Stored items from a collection
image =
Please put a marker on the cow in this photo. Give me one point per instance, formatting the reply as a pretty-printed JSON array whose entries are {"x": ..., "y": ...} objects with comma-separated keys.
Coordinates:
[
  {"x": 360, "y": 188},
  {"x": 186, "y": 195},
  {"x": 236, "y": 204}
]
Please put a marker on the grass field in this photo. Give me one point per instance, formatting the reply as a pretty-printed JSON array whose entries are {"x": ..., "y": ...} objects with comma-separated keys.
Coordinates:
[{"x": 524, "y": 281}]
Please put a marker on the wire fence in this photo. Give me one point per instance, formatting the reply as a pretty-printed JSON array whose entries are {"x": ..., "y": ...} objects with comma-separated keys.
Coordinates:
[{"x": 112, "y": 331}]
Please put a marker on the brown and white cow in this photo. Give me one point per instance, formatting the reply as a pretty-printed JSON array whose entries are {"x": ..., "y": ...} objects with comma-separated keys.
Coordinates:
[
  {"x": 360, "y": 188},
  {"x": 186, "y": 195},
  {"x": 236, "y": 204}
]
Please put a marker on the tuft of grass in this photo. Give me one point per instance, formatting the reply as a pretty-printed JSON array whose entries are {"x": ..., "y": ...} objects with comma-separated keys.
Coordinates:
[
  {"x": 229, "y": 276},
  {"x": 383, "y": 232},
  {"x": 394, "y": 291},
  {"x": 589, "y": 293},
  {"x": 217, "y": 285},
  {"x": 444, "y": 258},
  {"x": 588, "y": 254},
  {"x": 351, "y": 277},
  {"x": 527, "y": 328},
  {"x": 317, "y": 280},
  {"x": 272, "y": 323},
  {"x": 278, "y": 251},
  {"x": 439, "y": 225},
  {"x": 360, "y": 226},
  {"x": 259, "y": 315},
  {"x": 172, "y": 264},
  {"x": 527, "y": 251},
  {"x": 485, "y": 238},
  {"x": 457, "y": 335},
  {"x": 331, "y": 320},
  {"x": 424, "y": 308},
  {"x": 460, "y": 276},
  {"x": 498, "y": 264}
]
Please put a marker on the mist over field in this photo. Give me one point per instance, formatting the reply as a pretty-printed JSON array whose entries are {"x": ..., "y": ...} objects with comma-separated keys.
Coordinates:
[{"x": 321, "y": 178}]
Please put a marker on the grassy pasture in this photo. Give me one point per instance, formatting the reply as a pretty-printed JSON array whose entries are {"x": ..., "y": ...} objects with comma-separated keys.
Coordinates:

→ Work required: Count, and answer with the number only: how many lines of the data include the string "field"?

→ Result: 2